--- PASSAGE EXTRAIT ---
════════

Vendanges 2023 – Jour J-5 – Lutter


De l’extérieur, de l’autre côté du miroir, lorsque l’on n’est pas vigneron, ni maraîcher, céréalier, éleveur ou arboriculteur, on a du mal à imaginer combien les éléments sont contre vous, la plupart du temps.

Le climat, bien sûr. Les maladies. Les ravageurs, gros et petits. Tout le monde, en fait, veut récupérer son territoire, prospérer. Le vin, ils s’en foutent. Avant, j’étais comme tant d’autres. Je vivais dans un pays de bisounours, pensant que la nature était bonne (l’homme aussi, mais dans ma prime jeunesse…) et que travailler avec elle était la seule solution. Moi plus qu’un autre, en vrai (comme disent les jeûnes, je m’y mets doucement…). J’ai lu, enfant, «les trois solutions», d’Harry Harrison. Plusieurs fois, en fait. Oh, ce n’est pas un chef d’œuvre de la science-fiction, mais ado, ça m’a transporté dans un monde où l’homme n’est pas le bienvenu, où il lutte sans pitié contre la nature pour, au final, se rendre compte qu’elle ne l’attaque que parce qu’elle se sent attaquée, la planète ayant « une conscience ». Je vous spoile, mais ce livre n’a jamais été réédité, donc, introuvable.

════════

Reproduisez à l'identique le passage du billet sur les vendanges compris entre « Vendanges 2023 – » et « plupart du temps. », ces deux segments inclus.

--- ENTRÉES FOURNIES ---
════════

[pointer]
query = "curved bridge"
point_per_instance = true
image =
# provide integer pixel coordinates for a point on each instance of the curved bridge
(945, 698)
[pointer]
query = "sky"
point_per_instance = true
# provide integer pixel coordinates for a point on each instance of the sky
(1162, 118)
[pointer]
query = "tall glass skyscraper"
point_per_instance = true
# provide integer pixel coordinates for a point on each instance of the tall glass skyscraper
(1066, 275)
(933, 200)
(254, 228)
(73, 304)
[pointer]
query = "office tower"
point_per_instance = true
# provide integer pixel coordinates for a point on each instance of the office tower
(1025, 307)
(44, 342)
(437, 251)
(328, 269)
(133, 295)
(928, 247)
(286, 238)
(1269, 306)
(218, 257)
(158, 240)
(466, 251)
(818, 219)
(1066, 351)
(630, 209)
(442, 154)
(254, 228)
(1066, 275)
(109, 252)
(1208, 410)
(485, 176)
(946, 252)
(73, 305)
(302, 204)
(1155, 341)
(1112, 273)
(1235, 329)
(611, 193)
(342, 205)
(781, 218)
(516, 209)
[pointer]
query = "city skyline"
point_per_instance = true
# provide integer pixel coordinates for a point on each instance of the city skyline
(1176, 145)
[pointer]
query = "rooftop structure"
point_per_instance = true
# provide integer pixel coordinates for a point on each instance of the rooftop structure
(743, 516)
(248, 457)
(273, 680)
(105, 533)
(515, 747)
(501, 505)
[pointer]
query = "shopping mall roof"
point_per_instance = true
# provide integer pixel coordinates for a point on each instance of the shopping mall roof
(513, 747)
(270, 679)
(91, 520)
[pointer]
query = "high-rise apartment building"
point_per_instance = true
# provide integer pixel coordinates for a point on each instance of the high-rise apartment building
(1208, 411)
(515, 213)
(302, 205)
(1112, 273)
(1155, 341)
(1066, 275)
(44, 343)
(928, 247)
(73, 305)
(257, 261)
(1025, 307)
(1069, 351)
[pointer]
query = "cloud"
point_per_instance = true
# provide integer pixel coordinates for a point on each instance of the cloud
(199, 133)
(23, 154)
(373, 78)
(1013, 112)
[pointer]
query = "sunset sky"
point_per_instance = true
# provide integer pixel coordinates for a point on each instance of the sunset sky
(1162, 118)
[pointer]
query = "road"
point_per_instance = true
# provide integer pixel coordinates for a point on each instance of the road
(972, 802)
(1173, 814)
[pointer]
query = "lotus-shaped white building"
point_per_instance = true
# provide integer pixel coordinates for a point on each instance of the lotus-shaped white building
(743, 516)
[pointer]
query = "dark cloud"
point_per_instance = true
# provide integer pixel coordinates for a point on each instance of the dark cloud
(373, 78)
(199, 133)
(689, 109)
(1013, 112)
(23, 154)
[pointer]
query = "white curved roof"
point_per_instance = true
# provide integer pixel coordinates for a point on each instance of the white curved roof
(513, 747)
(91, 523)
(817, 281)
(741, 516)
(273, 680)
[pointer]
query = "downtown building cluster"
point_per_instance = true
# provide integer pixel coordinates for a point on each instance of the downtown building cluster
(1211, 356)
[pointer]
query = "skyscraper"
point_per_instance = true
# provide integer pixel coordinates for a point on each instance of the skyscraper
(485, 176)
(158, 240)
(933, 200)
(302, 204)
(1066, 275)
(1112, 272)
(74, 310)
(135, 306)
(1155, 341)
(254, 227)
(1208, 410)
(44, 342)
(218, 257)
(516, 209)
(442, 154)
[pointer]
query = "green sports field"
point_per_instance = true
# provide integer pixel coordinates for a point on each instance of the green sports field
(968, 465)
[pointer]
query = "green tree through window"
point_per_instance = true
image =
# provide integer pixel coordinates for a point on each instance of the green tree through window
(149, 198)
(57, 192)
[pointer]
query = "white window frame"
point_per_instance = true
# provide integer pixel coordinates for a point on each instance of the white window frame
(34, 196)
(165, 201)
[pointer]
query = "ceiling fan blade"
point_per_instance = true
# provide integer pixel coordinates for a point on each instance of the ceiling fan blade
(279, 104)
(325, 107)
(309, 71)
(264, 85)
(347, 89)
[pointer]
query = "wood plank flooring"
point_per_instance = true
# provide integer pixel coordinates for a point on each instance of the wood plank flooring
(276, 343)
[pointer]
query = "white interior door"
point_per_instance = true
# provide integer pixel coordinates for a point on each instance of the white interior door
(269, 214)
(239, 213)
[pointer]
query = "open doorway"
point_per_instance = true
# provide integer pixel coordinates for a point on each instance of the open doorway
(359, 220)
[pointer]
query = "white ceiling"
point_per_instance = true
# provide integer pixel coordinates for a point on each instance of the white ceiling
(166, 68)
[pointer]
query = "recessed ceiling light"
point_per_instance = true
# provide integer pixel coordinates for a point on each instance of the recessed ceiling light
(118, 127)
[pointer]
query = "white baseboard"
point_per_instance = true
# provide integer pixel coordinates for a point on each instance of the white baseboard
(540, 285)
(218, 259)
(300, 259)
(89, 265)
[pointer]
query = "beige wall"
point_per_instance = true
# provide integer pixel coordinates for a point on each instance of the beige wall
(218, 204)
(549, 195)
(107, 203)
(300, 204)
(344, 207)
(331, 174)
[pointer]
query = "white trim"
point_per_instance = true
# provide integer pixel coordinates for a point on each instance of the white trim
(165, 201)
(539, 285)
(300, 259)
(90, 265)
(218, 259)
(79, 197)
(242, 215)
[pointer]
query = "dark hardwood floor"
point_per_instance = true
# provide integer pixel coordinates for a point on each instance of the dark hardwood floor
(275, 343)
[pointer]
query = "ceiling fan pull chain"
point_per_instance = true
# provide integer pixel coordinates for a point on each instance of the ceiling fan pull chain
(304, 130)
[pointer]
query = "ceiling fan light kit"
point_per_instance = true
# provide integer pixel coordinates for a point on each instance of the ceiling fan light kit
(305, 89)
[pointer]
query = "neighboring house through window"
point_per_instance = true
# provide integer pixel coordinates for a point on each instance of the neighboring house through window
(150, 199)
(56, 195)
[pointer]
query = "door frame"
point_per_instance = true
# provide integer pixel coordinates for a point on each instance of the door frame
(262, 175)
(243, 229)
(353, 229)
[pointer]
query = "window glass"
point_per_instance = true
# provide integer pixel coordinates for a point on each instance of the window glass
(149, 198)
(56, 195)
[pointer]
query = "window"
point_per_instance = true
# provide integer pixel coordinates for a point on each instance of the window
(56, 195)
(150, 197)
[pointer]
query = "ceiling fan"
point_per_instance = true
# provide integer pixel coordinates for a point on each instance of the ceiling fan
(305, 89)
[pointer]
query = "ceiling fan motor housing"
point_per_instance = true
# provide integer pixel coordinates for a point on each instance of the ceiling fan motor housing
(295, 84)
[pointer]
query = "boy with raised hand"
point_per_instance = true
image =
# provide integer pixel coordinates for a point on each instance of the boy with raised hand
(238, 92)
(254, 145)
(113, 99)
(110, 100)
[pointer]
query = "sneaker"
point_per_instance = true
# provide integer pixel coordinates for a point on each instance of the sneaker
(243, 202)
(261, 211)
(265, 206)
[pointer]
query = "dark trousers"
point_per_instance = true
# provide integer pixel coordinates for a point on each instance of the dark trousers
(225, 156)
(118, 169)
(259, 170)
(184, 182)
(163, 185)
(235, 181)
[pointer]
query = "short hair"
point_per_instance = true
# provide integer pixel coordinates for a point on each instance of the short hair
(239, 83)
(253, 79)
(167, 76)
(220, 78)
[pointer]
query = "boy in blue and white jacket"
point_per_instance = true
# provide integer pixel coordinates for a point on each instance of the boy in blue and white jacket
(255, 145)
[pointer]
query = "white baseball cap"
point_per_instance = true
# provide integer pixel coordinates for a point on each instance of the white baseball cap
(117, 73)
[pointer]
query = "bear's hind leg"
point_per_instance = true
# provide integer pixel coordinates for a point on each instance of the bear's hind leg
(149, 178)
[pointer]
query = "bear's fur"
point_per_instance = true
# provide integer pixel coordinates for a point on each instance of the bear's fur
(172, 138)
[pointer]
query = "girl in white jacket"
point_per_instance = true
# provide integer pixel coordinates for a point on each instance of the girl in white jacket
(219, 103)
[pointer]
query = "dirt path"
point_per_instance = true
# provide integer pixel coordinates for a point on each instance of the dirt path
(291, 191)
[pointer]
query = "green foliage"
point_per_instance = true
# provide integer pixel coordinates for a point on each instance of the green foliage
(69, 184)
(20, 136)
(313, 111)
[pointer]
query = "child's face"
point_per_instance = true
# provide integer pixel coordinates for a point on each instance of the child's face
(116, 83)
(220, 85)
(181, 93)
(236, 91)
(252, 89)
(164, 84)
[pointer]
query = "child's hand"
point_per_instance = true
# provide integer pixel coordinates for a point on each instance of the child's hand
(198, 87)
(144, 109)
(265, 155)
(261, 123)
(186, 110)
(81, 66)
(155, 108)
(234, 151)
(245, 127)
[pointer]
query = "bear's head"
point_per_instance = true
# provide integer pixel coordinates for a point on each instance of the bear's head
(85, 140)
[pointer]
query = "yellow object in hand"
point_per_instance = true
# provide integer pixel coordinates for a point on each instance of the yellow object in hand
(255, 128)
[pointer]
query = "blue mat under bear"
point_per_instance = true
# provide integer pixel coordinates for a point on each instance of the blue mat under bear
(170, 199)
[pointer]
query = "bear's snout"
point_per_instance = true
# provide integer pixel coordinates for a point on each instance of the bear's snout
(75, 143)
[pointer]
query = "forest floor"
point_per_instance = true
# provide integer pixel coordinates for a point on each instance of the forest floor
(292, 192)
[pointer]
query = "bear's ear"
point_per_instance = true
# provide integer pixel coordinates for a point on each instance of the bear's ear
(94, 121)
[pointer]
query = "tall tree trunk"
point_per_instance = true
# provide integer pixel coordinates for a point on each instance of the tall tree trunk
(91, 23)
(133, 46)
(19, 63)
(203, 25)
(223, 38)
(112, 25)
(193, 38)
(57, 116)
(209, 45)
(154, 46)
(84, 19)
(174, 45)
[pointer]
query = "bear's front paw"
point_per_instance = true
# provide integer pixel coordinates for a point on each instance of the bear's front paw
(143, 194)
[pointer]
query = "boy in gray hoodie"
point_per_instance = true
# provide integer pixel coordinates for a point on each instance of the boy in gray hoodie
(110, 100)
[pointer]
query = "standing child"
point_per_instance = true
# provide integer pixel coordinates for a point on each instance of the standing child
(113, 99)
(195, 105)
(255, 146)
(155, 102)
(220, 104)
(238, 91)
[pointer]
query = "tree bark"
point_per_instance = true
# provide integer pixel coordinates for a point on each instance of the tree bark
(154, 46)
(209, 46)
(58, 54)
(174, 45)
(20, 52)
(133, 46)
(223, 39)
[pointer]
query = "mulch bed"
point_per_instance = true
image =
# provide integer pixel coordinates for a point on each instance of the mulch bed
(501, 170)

════════

--- ZONE DE RÉPONSE ---
Vendanges 2023 – Jour J-5 – Lutter


De l’extérieur, de l’autre côté du miroir, lorsque l’on n’est pas vigneron, ni maraîcher, céréalier, éleveur ou arboriculteur, on a du mal à imaginer combien les éléments sont contre vous, la plupart du temps.